═════ MATERIAL TO PROCESS

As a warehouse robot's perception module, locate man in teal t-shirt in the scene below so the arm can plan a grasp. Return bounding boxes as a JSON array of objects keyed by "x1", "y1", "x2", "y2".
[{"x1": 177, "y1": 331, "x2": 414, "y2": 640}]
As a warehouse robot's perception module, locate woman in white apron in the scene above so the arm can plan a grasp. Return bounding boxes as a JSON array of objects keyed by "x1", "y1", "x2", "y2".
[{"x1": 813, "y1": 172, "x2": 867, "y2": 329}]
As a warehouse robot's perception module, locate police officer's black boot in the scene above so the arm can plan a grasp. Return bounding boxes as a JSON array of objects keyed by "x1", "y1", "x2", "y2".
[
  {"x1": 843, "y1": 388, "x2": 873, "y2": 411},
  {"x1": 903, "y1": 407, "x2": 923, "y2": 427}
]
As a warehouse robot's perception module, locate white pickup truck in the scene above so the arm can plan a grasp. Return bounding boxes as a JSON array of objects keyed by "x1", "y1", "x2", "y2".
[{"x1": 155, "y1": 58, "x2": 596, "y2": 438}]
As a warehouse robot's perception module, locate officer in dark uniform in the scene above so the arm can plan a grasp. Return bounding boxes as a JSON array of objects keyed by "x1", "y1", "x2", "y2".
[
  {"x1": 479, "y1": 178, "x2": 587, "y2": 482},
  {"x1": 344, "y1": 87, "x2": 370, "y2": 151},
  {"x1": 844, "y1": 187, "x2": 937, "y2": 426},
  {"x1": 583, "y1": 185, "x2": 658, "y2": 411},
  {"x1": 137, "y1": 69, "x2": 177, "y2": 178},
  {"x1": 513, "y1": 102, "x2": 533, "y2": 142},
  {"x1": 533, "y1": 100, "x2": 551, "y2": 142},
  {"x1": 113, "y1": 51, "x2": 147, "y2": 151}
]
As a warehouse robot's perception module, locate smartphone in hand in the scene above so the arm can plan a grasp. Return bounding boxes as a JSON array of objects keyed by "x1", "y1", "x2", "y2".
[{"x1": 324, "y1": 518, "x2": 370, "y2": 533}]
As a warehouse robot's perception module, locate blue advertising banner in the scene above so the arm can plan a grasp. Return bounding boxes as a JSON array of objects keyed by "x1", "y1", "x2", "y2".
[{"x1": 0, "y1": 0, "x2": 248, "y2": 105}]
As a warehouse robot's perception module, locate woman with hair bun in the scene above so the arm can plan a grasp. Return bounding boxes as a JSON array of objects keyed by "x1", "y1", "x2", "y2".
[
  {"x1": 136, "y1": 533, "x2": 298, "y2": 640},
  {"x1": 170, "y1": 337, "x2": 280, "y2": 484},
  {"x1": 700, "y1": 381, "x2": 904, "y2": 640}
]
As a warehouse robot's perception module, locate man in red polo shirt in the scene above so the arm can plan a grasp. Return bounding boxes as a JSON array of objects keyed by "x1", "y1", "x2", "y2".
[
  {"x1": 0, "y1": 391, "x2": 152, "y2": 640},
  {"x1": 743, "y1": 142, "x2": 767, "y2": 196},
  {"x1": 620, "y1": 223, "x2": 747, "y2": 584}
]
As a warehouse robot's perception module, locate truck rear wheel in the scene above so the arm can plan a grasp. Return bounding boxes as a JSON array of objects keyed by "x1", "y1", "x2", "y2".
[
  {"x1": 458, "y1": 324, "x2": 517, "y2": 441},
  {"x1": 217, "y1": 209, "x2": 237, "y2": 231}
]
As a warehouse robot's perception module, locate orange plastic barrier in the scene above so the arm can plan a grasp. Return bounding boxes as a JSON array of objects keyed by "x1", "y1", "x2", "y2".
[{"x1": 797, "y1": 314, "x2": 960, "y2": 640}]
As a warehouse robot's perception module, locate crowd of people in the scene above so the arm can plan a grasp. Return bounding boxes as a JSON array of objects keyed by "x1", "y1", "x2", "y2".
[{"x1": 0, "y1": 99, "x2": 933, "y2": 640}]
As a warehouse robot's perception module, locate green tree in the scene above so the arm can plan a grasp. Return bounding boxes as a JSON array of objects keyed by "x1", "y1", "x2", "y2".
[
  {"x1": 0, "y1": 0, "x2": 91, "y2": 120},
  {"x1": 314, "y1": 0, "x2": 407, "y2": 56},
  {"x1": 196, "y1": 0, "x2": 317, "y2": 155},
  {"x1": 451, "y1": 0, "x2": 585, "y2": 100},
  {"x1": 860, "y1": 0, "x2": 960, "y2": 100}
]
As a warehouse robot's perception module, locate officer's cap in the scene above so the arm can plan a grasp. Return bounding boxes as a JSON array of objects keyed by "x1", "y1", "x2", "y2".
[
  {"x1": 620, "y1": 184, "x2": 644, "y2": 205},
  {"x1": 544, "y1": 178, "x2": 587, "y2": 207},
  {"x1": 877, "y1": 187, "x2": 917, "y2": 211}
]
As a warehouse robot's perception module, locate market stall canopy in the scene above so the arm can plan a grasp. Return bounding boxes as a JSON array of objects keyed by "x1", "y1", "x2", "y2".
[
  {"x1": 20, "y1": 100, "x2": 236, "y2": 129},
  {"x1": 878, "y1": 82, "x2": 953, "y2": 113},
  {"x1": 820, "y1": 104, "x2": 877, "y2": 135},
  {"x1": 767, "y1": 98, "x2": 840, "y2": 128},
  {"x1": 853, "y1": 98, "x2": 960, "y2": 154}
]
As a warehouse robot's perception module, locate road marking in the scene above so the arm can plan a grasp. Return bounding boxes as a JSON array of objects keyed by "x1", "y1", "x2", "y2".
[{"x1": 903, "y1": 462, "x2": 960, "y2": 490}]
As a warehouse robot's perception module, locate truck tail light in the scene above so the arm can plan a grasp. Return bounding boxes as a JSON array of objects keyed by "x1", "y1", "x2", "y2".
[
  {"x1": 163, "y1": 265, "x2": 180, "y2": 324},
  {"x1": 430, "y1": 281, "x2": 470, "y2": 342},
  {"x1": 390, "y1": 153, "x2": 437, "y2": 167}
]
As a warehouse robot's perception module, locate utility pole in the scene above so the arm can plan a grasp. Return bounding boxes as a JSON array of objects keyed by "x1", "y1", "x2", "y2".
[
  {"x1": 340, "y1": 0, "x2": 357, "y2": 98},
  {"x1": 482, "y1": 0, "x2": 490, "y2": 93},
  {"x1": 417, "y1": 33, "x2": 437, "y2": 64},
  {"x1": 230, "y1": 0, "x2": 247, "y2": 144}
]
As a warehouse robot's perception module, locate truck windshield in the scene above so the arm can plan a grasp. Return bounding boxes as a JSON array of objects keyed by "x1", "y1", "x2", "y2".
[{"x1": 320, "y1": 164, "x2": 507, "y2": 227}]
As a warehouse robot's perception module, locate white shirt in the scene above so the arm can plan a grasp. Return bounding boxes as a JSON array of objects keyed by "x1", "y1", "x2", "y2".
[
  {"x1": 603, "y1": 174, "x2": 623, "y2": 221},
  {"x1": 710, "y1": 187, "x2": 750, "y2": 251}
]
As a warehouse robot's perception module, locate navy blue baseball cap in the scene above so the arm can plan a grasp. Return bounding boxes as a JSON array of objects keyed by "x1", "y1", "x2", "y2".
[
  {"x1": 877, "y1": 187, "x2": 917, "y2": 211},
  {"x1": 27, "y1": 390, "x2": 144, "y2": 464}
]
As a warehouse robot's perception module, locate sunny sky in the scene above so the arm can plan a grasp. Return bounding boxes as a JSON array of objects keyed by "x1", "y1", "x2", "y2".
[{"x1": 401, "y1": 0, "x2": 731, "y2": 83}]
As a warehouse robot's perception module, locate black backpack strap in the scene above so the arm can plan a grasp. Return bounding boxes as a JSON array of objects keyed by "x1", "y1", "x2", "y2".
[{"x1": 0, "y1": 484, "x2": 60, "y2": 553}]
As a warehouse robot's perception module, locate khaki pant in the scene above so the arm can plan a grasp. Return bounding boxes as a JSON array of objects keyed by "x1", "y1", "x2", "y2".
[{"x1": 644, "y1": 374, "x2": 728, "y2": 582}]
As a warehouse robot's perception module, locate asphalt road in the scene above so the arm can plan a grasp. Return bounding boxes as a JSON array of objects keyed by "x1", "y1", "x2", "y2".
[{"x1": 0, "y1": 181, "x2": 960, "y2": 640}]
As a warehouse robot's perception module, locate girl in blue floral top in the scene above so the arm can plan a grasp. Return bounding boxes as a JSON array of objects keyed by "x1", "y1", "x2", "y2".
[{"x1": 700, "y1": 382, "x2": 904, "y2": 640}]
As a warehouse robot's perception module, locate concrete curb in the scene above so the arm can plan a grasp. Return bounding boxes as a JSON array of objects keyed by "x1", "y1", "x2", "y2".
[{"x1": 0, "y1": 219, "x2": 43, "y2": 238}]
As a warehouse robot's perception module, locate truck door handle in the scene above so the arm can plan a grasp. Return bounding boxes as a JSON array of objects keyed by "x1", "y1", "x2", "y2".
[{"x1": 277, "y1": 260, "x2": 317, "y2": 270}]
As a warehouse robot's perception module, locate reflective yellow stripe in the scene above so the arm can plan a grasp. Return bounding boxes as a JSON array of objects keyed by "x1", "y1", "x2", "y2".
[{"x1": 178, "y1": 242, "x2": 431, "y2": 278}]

══════════

Copy out the data above word for word. Begin with the line that contains "As a warehouse robot's perception module, locate reflective" and continue through the final line of the data.

• _ANSWER TO THE TASK_
As a warehouse robot's perception module, locate reflective yellow stripe in the scene above so the arm can plan a grasp. Return bounding boxes as a JSON array of objects keyed by "x1", "y1", "x2", "y2".
[{"x1": 178, "y1": 242, "x2": 431, "y2": 278}]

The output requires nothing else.